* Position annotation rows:
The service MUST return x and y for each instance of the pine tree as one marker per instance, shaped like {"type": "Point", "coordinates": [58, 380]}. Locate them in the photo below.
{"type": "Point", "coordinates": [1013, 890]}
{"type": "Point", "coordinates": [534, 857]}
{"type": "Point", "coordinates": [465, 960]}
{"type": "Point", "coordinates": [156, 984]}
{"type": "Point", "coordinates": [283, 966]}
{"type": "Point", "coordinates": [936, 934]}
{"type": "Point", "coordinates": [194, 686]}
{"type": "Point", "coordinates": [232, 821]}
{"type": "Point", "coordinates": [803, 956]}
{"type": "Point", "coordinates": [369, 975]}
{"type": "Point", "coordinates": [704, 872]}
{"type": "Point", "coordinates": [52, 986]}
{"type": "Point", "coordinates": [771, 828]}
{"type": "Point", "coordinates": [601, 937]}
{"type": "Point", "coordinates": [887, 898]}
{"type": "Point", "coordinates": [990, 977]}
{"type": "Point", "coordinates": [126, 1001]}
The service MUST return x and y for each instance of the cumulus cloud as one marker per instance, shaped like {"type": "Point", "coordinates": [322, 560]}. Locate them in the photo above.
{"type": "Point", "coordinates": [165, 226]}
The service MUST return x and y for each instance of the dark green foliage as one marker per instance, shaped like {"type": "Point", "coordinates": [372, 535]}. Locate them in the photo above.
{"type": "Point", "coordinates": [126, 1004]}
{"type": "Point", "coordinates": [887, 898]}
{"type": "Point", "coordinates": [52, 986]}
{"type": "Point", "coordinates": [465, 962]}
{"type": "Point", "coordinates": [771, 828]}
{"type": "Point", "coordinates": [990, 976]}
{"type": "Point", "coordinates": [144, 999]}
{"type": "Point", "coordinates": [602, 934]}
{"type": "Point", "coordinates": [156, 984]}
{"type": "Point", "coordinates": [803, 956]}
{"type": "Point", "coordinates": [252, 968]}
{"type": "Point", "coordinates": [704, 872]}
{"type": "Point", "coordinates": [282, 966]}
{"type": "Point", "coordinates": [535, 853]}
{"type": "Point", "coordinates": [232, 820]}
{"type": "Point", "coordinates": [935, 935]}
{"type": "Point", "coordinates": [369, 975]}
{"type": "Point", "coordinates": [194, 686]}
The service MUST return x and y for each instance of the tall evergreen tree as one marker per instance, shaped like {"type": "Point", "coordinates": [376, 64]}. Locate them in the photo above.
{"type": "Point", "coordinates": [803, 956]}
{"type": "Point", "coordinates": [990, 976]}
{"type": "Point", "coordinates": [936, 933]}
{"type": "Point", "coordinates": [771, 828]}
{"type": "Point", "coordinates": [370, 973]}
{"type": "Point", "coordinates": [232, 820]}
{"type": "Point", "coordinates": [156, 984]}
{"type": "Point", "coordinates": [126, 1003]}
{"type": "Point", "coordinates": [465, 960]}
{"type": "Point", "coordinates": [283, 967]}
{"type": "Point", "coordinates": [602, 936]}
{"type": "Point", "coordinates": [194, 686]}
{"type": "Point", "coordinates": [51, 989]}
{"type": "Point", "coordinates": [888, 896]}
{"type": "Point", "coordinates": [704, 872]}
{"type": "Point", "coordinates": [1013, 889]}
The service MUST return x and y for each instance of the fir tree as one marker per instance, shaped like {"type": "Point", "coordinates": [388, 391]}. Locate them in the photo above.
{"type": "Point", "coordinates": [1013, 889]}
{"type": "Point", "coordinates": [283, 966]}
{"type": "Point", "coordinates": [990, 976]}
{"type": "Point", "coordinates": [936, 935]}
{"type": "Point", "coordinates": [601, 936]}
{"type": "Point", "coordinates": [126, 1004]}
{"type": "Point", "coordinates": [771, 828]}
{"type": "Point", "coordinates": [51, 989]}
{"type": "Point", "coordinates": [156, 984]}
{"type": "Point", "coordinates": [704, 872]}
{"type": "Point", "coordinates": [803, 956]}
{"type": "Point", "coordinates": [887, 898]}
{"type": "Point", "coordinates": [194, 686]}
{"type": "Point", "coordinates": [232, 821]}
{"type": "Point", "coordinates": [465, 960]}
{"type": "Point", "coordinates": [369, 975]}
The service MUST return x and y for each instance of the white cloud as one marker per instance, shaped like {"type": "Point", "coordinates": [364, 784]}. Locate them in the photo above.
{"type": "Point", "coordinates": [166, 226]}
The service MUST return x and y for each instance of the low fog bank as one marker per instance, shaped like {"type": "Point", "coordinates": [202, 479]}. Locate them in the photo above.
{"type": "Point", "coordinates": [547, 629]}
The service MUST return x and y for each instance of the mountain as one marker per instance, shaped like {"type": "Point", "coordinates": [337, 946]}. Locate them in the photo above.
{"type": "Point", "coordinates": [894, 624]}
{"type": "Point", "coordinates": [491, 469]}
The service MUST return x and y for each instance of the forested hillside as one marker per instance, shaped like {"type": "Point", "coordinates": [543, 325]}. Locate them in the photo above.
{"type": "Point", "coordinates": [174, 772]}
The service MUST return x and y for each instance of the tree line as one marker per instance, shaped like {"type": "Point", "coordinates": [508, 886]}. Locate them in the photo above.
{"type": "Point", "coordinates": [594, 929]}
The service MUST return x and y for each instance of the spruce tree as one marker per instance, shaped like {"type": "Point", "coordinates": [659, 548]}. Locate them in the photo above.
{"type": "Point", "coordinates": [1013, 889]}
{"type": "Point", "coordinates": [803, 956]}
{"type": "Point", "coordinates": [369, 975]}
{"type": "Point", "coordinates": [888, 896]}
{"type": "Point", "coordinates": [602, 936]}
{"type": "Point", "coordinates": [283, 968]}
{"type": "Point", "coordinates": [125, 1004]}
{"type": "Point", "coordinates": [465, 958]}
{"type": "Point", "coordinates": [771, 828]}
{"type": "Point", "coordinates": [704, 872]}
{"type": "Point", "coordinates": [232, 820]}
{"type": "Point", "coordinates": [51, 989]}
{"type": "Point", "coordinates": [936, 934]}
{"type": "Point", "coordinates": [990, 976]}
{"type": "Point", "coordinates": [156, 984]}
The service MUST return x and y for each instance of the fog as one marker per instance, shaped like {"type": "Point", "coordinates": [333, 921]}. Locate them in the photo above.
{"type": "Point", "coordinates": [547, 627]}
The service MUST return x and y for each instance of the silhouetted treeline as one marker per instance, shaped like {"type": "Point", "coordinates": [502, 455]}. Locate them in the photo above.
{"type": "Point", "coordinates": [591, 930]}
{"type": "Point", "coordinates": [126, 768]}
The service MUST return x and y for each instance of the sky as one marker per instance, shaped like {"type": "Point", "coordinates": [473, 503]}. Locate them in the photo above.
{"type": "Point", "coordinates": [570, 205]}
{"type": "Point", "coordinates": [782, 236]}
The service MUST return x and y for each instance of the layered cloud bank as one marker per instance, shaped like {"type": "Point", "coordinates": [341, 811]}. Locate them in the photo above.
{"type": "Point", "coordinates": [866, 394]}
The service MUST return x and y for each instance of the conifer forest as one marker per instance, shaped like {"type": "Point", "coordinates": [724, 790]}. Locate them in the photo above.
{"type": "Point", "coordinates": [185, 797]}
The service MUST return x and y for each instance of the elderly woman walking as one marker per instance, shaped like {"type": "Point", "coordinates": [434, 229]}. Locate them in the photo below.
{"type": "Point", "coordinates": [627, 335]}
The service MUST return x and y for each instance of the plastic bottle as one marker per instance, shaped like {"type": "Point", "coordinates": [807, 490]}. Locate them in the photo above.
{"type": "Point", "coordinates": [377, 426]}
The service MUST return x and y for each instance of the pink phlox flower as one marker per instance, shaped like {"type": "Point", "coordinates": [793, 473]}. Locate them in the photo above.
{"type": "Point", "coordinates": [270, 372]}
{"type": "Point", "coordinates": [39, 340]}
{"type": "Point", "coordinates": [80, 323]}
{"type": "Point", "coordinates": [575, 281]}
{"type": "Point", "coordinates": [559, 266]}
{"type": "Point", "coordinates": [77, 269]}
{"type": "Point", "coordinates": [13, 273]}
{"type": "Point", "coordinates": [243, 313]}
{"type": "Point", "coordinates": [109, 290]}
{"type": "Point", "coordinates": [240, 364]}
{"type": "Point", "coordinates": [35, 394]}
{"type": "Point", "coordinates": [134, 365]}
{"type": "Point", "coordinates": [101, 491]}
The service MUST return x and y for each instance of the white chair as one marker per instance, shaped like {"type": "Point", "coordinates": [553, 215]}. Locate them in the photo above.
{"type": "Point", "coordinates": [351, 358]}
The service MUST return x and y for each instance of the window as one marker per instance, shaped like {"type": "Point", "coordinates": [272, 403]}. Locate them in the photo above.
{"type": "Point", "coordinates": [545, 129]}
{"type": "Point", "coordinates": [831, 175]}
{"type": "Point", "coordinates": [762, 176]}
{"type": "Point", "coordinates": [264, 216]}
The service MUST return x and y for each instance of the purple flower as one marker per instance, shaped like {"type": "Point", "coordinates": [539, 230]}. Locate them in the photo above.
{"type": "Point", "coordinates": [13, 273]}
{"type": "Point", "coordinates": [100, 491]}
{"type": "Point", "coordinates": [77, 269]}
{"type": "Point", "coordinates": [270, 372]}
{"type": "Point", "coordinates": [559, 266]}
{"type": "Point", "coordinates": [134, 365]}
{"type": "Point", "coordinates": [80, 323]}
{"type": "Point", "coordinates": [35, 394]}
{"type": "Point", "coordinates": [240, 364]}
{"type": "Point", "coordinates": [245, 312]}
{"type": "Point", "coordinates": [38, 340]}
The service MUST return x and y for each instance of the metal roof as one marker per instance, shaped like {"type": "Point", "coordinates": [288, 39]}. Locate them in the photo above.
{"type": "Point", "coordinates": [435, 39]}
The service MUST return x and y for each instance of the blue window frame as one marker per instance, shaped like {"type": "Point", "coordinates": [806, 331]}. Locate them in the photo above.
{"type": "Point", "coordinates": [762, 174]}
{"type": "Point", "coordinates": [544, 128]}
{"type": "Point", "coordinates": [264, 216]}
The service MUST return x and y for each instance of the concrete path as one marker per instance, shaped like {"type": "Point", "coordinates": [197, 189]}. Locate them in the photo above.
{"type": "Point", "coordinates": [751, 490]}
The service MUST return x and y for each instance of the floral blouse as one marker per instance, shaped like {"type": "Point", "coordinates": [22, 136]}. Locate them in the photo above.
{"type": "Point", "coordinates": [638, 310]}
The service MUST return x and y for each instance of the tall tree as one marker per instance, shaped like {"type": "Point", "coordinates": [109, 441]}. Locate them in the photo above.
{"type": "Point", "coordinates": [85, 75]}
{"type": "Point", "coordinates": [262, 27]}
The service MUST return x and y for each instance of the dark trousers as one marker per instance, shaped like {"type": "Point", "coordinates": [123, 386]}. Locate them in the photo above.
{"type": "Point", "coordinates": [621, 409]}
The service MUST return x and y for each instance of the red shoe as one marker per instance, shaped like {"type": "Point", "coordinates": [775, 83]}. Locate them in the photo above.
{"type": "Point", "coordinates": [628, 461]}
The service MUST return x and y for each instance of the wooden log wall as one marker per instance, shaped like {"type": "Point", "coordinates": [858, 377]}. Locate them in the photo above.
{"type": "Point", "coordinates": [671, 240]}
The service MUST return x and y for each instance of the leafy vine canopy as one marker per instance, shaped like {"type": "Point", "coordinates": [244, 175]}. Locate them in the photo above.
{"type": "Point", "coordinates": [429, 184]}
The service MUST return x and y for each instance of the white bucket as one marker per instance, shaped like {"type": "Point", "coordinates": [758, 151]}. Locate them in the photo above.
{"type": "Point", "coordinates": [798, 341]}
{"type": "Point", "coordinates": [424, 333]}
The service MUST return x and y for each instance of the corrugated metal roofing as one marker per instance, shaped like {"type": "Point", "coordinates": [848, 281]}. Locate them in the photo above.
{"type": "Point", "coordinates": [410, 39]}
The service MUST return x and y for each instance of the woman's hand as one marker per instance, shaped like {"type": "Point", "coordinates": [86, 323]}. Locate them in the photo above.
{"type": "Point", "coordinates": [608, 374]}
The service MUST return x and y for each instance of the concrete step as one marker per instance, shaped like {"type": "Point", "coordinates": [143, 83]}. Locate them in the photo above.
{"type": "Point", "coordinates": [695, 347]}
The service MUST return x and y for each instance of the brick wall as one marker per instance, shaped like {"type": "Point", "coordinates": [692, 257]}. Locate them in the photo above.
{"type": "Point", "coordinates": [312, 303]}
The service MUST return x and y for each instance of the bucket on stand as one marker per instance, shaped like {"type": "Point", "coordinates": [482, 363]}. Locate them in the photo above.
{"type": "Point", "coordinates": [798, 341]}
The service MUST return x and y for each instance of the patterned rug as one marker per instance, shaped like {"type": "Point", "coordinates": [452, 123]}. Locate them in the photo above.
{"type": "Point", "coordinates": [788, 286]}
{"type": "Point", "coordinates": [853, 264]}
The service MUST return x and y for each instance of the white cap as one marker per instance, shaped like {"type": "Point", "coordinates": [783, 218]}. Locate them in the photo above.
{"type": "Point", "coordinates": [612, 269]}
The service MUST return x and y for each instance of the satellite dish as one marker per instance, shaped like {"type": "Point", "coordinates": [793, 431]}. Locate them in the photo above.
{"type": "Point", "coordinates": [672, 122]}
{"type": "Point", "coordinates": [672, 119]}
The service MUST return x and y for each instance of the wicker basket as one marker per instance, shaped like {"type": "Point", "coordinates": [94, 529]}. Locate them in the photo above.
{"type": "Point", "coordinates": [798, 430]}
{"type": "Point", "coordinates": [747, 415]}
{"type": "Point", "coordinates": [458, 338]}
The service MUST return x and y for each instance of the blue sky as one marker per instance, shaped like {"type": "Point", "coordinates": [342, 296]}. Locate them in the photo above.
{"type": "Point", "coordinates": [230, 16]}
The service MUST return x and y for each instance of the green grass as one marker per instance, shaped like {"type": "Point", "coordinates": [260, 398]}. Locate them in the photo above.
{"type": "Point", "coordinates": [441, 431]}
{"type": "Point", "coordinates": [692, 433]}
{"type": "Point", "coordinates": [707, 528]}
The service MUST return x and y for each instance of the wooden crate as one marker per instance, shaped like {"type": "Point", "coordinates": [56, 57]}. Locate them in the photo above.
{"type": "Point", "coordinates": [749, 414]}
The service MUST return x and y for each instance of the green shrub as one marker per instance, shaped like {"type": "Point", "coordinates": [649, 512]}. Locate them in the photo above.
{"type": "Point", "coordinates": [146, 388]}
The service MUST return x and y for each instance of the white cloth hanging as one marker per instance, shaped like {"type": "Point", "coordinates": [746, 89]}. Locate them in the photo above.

* What is expected: Copy the rows verbatim, beginning at the line that contains "of the wicker" and continuing through the final row above.

* Exercise answer:
The service MUST return x and y for each instance of the wicker basket as one marker per instance, shaped like {"type": "Point", "coordinates": [94, 529]}. Locate them in the photo above.
{"type": "Point", "coordinates": [798, 430]}
{"type": "Point", "coordinates": [747, 415]}
{"type": "Point", "coordinates": [458, 338]}
The service MUST return x and y for each instance of the blue sky as one marker per instance, shaped like {"type": "Point", "coordinates": [342, 296]}. Locate them in the photo above.
{"type": "Point", "coordinates": [230, 16]}
The service MUST return x and y for each instance of the green grass as one marker per instance, shaped like {"type": "Point", "coordinates": [260, 398]}. Locate them in the photo above.
{"type": "Point", "coordinates": [441, 431]}
{"type": "Point", "coordinates": [692, 433]}
{"type": "Point", "coordinates": [707, 528]}
The service MUST return x and y for each instance of the wooden crate as one marker per instance, shaped like {"type": "Point", "coordinates": [56, 57]}. Locate them in the photo above.
{"type": "Point", "coordinates": [749, 414]}
The service MUST return x and y for each instance of the green shrub as one marker per instance, shaped like {"type": "Point", "coordinates": [649, 512]}. Locate them in the photo above.
{"type": "Point", "coordinates": [146, 388]}
The service MUST return x and y for each instance of the white cloth hanging as one marker per instance, shaped like {"type": "Point", "coordinates": [746, 89]}. Locate them in the photo above.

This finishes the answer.